▸ THE RECORDS:
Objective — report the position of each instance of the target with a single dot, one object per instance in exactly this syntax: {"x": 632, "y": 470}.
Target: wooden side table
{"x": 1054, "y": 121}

...

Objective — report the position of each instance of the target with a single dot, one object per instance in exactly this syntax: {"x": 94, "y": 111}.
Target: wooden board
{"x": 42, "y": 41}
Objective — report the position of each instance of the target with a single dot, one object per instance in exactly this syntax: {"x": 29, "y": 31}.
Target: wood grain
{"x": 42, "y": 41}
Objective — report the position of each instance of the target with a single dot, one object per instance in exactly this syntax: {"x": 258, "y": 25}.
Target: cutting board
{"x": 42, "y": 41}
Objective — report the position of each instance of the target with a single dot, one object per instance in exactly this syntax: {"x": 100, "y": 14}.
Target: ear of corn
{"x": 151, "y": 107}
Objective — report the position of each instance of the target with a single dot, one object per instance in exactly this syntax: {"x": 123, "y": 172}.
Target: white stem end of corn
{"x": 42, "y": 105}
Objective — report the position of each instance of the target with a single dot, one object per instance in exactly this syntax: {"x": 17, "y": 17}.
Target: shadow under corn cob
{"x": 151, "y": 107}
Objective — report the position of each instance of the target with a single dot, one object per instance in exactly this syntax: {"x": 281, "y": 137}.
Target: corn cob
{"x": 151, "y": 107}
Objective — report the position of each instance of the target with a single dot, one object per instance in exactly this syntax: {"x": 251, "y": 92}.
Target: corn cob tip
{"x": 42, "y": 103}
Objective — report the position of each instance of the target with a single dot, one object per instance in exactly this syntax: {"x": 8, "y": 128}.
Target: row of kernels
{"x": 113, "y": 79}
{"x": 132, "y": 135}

...

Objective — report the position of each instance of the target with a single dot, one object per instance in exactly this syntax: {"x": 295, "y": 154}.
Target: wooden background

▸ TO DO: Provide every line from the material that contains the word "Objective".

▸ ANSWER BOX:
Objective — report the position of each instance of the target with a single dot, one object per instance in exactly this syntax: {"x": 632, "y": 470}.
Objective — report the position of each instance of the target with a single dot, one object per instance in exactly this syntax: {"x": 94, "y": 111}.
Objective — report the position of each instance of the target with a single dot, one object per instance in exactly this syntax: {"x": 29, "y": 31}.
Objective — report the position of each instance of the target with a single dot, one object per instance in exactly this syntax: {"x": 258, "y": 25}.
Objective — report the position of each instance of the target with a single dot, one object per instance in exactly this syntax: {"x": 100, "y": 14}.
Objective — report the position of each instance of the target with a single dot, one object per instance in exactly this syntax: {"x": 123, "y": 172}.
Objective — report the position of each instance of the target with a single dot, one object per instance in exactly this syntax: {"x": 17, "y": 17}.
Objective — report the position of each instance of the target with a single dot, one object per instance in exactly this syntax: {"x": 281, "y": 137}.
Objective — report the position of each instance of the target with a single dot, one object per instance in exactly this syntax: {"x": 251, "y": 92}.
Objective — report the position of each instance of the target with a single dot, one object per instance in exactly this syntax: {"x": 8, "y": 128}.
Objective — report the position of each instance of the target with a single dot, one object per instance in exactly this syntax: {"x": 295, "y": 154}.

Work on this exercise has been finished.